§ **给定要求 1**
在这篇 Scala 函数式编程笔记里，Either 中的 Left 代表什么？

§ **选定节选**
<<<<

Scala FP 扫盲

scala 函数式编程

fold

List(a, b, c, d)
foldRight: 尾元素d 先于 z 施用op; op(a,op(b,op(c,op(d,z)))); 非尾递归
foldLeft: 头元素a 先于 z 施用op; op(op(op(op(z,a),b),c),d); 尾递归

def foldRight[A, B](l :List[A], z: B)(op: (A, B) => B): B = l match {
    case Nil => z
    case h :: t => op(h, foldRight(t, z)(op))
  }
  def foldLeft[A, B](l :List[A], z: B)(op: (A, B) => B): B = l match {
    case Nil => z
    case h :: t => foldLeft(t, op(h, z))(op)
  }
  println(foldRight(List(1,2,3,4,5), 0)((a, b) => {println(a, b); b + a}))
  println(foldLeft(List(1,2,3,4,5), 0)((a, b) => {println(a, b); b + a}))

(5,0)
(4,5)
(3,9)
(2,12)
(1,14)
15
(1,0)
(2,1)
(3,3)
(4,6)
(5,10)
15

Either

trait Either[+E, +A]

E代表异常类型，A代表计算类型
Left代表无法完成计算, Right 代表计算正常完成

case class Employee(name: String, age: Int, salary: Double)
  def getAge(msg: String, v: Int): Either[String, Int] = if(v <= 18) Left(msg) else Right(v)
  def getName(msg: String, v: String): Either[String, String] = if(v.isEmpty) Left(msg) else Right(v)
  def getSalary(msg: String, v: Double): Either[String, Double] = if(v < 0.0) Left(msg) else Right(v)
  var e1 = for {
    age <- getAge("invalid age", 26).right
    name <- getName("invalid name", "").right
    salary <- getSalary("invalid salary", 10000.0).right
  } yield Employee(name, age, salary)
  println(e1)
  //用map2_s合并错误 monad貌似不行
  def map2_s[A,B,C](a: Either[String, A],b: Either[String, B])(f: (A, B) => C): Either[String, C] = (a, b) match {
    case (Left(e), Left(ee)) => Left(e + "," + ee)
    case (_, Left(e)) => Left(e)
    case (Left(e), _) => Left(e)
    case (Right(a), Right(b)) => Right(f(a, b))
  }
// 编译不过
//  def map3_s[A,B,C,D](a: Either[String, A],b: Either[String, B],c: Either[String, C])(f: (A, B, C) => D): Either[String, D] =
//    map2_s(a, b)((a, b) => map2_s(c, Right(a,b))((ax, bx) => f(bx._1, bx._2, ax)))
 def map3_s[A,B,C,D](a: Either[String, A],b: Either[String, B],c: Either[String, C])(f: (A, B, C) => D): Either[String, D] =
    map2_s(a, map2_s(b, c){(bx, cx) =>
      (bx, cx)
    }){(ax, bcx) => f(ax, bcx._1, bcx._2)}
  val e2 = map2_s(getAge("invalid age", 17), getName("invalid name", ""))((a, b) => map2_s(getSalary("invalid salary", 10000.0), Right(a,b))((ax, bx) => Employee(bx._2, bx._1, ax)))

>>>>

§ **给定要求 2**
请从下方条目中摘出所有含有字符串“tree”的行，逐行照抄。

照片对象定位条目
<<<<

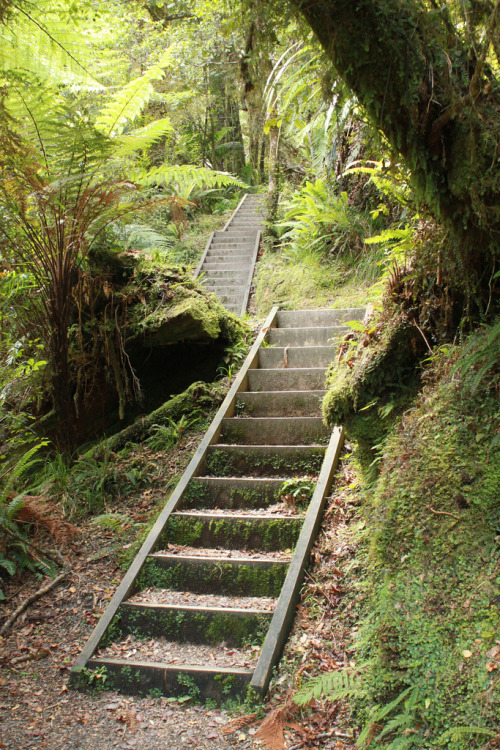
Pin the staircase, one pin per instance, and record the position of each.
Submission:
(207, 604)
(227, 265)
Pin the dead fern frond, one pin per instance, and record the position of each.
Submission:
(272, 730)
(36, 510)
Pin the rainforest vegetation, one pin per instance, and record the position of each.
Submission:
(128, 132)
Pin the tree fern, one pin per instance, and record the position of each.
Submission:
(185, 178)
(143, 138)
(126, 104)
(44, 39)
(331, 686)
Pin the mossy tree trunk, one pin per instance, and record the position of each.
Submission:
(436, 100)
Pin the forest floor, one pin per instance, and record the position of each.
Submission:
(39, 711)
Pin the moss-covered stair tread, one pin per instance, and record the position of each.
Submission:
(236, 531)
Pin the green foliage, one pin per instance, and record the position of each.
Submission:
(317, 222)
(15, 553)
(427, 574)
(331, 686)
(297, 491)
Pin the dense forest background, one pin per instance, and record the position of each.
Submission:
(128, 131)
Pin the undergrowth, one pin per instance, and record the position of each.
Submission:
(425, 581)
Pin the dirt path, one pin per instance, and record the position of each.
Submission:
(39, 712)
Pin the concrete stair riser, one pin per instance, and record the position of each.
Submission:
(231, 493)
(146, 678)
(203, 575)
(291, 337)
(303, 379)
(296, 356)
(199, 624)
(311, 318)
(274, 431)
(263, 461)
(280, 403)
(249, 532)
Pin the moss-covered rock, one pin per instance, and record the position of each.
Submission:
(381, 363)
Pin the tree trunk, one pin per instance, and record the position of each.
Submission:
(436, 102)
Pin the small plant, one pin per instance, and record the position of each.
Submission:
(298, 491)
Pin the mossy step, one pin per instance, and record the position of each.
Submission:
(236, 576)
(235, 531)
(236, 627)
(318, 336)
(290, 379)
(274, 430)
(296, 356)
(263, 460)
(229, 265)
(230, 492)
(279, 403)
(155, 679)
(320, 317)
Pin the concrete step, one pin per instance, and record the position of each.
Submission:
(229, 252)
(192, 623)
(142, 677)
(231, 493)
(228, 265)
(263, 460)
(296, 379)
(234, 576)
(321, 336)
(280, 403)
(225, 281)
(237, 531)
(234, 238)
(296, 356)
(274, 431)
(231, 276)
(323, 317)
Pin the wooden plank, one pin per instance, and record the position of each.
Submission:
(287, 602)
(205, 252)
(246, 293)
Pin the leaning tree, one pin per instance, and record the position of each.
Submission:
(428, 79)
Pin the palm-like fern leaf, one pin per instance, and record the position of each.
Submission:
(128, 103)
(143, 138)
(184, 175)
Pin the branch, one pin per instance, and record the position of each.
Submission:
(44, 590)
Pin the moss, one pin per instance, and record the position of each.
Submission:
(226, 577)
(269, 534)
(238, 463)
(386, 366)
(199, 495)
(429, 559)
(198, 395)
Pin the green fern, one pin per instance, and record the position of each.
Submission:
(185, 178)
(331, 686)
(143, 138)
(128, 103)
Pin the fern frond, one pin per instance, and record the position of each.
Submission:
(126, 105)
(331, 686)
(455, 734)
(184, 174)
(146, 238)
(14, 507)
(25, 462)
(44, 40)
(143, 138)
(7, 565)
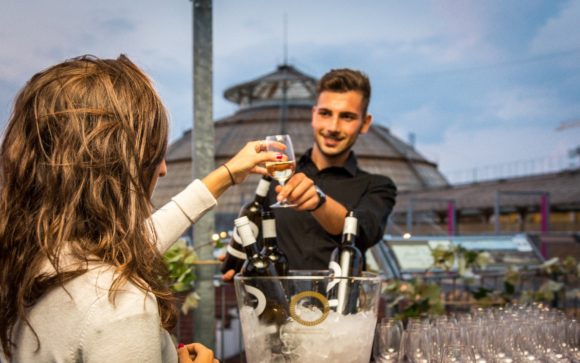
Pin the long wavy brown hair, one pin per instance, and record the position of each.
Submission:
(78, 157)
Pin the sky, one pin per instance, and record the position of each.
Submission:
(481, 84)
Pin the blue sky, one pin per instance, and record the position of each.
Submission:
(481, 82)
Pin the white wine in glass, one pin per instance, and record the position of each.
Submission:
(281, 170)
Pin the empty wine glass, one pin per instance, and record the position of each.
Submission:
(281, 170)
(387, 341)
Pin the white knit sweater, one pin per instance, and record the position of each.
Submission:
(79, 324)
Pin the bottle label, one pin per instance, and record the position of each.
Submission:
(238, 254)
(262, 188)
(246, 234)
(238, 239)
(259, 295)
(350, 224)
(269, 228)
(336, 271)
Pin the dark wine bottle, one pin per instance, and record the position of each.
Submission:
(345, 261)
(268, 292)
(271, 249)
(235, 255)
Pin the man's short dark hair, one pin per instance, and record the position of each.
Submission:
(344, 80)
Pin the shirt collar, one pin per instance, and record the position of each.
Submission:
(350, 166)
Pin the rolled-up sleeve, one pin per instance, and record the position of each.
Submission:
(172, 220)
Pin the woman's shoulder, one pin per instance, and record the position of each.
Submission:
(97, 289)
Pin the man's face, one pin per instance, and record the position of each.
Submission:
(337, 120)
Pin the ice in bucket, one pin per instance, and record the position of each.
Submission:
(313, 332)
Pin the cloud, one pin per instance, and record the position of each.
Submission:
(527, 104)
(560, 32)
(463, 150)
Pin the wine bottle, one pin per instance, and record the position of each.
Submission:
(271, 249)
(345, 261)
(235, 255)
(271, 302)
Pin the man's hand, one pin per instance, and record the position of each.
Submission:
(229, 275)
(299, 190)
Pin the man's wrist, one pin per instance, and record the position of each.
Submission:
(321, 199)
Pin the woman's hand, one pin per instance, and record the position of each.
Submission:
(200, 353)
(249, 158)
(237, 169)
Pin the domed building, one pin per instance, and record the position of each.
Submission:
(281, 102)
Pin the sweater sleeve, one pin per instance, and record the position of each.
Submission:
(170, 221)
(127, 330)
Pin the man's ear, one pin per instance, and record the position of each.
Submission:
(367, 121)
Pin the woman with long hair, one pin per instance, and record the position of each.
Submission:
(81, 272)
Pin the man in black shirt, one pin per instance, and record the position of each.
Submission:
(328, 182)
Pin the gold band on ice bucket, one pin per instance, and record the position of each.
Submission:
(316, 295)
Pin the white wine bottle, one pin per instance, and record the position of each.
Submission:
(235, 255)
(345, 261)
(271, 249)
(271, 302)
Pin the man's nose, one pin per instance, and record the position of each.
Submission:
(333, 124)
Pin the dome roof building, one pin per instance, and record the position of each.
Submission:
(281, 102)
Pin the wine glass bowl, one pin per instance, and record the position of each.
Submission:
(281, 170)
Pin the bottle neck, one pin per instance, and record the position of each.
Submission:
(348, 239)
(252, 249)
(349, 231)
(262, 190)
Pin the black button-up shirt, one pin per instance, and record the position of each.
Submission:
(372, 198)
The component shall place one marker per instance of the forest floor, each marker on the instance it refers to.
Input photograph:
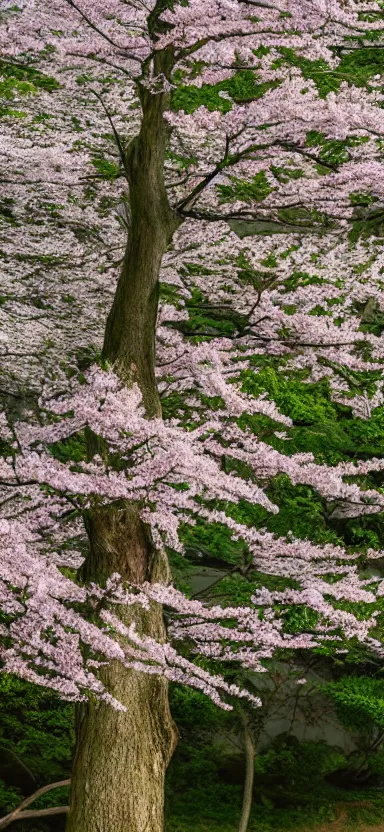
(345, 824)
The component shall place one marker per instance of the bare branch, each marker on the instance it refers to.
(19, 813)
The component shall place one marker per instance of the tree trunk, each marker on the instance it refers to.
(121, 758)
(249, 747)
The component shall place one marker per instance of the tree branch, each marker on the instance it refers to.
(18, 813)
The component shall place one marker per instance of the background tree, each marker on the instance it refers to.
(222, 148)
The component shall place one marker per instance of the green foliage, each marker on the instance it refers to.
(255, 190)
(106, 169)
(37, 729)
(359, 701)
(356, 67)
(241, 88)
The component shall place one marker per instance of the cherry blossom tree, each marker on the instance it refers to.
(138, 478)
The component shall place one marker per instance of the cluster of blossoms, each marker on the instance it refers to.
(65, 175)
(156, 459)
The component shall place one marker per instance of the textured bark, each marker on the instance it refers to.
(129, 342)
(249, 747)
(121, 758)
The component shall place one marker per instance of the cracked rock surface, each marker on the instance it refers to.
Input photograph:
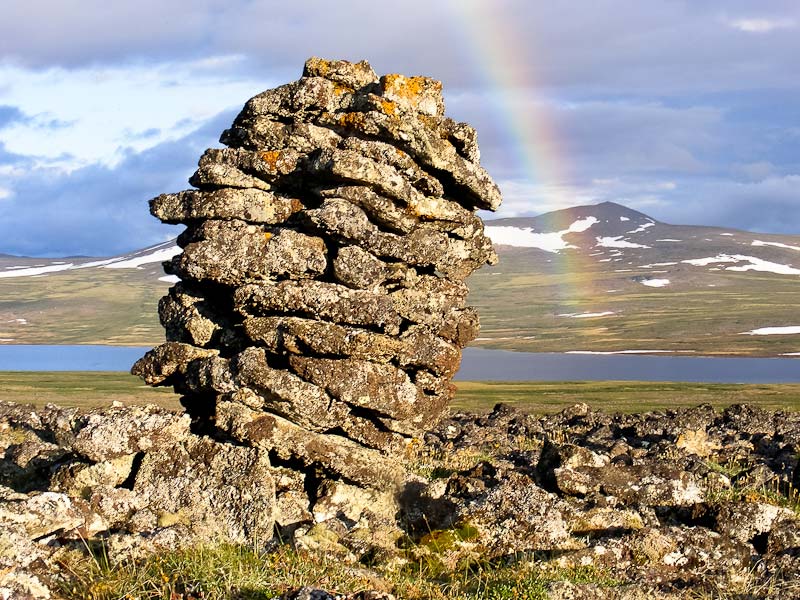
(322, 308)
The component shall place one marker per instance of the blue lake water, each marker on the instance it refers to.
(478, 364)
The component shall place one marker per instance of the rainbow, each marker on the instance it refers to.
(527, 126)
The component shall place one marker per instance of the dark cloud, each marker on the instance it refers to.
(96, 210)
(674, 107)
(605, 46)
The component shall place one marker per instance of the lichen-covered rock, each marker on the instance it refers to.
(322, 309)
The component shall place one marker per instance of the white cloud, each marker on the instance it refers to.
(762, 25)
(100, 113)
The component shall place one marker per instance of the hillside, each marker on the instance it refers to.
(590, 278)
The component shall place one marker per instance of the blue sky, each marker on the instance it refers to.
(688, 111)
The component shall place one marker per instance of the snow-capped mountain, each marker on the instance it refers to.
(599, 278)
(611, 233)
(150, 258)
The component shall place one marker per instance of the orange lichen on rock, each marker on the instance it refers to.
(388, 107)
(351, 119)
(271, 157)
(340, 89)
(406, 87)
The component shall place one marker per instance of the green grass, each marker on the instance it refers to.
(91, 389)
(86, 306)
(227, 572)
(520, 310)
(519, 301)
(83, 389)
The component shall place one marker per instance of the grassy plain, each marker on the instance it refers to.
(93, 389)
(521, 301)
(704, 313)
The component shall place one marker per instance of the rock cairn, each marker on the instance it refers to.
(322, 307)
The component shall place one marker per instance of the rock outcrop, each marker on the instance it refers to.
(322, 307)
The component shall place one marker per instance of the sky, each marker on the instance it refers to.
(687, 111)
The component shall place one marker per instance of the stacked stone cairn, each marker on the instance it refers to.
(322, 309)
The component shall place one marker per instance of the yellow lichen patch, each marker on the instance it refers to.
(433, 123)
(321, 66)
(351, 120)
(271, 157)
(388, 107)
(340, 89)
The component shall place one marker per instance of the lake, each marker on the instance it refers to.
(479, 364)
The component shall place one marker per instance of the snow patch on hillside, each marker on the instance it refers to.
(776, 244)
(119, 262)
(642, 227)
(526, 238)
(754, 264)
(655, 282)
(617, 242)
(137, 261)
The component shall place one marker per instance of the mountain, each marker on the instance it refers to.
(596, 278)
(82, 300)
(607, 278)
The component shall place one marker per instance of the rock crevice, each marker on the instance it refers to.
(322, 304)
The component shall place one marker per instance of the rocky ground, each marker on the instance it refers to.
(689, 503)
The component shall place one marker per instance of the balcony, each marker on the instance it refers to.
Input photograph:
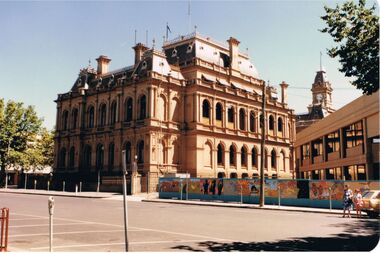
(354, 151)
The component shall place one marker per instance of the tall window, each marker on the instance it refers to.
(142, 103)
(317, 147)
(271, 122)
(254, 157)
(242, 119)
(243, 156)
(140, 152)
(205, 109)
(232, 155)
(111, 156)
(354, 134)
(273, 159)
(128, 110)
(113, 112)
(74, 118)
(87, 158)
(252, 121)
(71, 157)
(333, 144)
(220, 157)
(128, 153)
(219, 112)
(102, 115)
(65, 116)
(279, 124)
(62, 158)
(305, 150)
(230, 114)
(90, 117)
(99, 157)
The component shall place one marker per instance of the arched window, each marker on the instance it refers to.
(142, 103)
(74, 118)
(65, 116)
(140, 152)
(62, 158)
(113, 112)
(279, 124)
(87, 158)
(242, 119)
(252, 121)
(243, 155)
(219, 112)
(99, 157)
(90, 117)
(265, 159)
(205, 109)
(128, 110)
(220, 157)
(230, 114)
(72, 158)
(273, 159)
(128, 154)
(232, 155)
(102, 115)
(254, 157)
(271, 122)
(111, 156)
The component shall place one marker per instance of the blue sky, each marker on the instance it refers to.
(43, 44)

>>>>

§ **练习结果 1**
Left 代表无法完成计算。

§ **练习结果 2**
Pin the tree fern, one pin per instance, and record the position of each.
Pin the mossy tree trunk, one pin per instance, and record the position of each.
Pin the tree trunk, one pin per instance, and record the position of each.
Pin the leaning tree, one pin per instance, and record the position of each.
The component shall place one marker per instance of the tree trunk, each marker on the instance it refers to.
The component shall place one marker per instance of the tree branch, each marker on the instance it refers to.
The component shall place one marker per instance of the background tree, each marker on the instance it refers to.
The component shall place one marker per instance of the cherry blossom tree, each marker on the instance it refers to.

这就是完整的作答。